■ **How to complete this task**:
From the first line to the last, write out the records below exactly as they appear.

▼▼▼

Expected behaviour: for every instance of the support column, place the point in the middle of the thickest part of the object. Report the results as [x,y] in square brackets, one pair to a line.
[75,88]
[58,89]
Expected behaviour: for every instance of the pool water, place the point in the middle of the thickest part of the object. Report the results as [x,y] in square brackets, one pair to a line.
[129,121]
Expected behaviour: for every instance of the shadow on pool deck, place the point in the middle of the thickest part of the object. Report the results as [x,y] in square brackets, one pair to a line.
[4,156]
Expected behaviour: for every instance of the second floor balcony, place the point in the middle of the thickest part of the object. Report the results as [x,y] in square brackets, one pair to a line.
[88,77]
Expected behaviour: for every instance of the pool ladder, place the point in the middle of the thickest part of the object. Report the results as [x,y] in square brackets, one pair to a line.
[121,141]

▲▲▲

■ **Problem solution**:
Expected behaviour: for every instance of the support column, place the point in the middle of the thickest part of the object. Report the results as [x,y] in square brackets, one pair to a line.
[75,88]
[58,89]
Expected behaviour: for every instance of the pool water, place the point in the middle of the thickest part of the object. Report the results as [x,y] in square brackets, one pair to a line.
[129,121]
Expected behaviour: for every instance of the shadow on pool deck, place the point in the middle of the thickest part of the object. Report the results as [x,y] in square brackets, one pair to a line.
[4,156]
Expected behaviour: for every instance of the second floor balcony, place the point in the middle of the thickest part of the object. Report the results as [x,y] in square brackets, one pair to a line.
[88,77]
Expected behaviour: for every instance of the pool ladder, place the point in the middle of the thickest part of the object. Report the results as [x,y] in square brackets, one pair to a line.
[121,141]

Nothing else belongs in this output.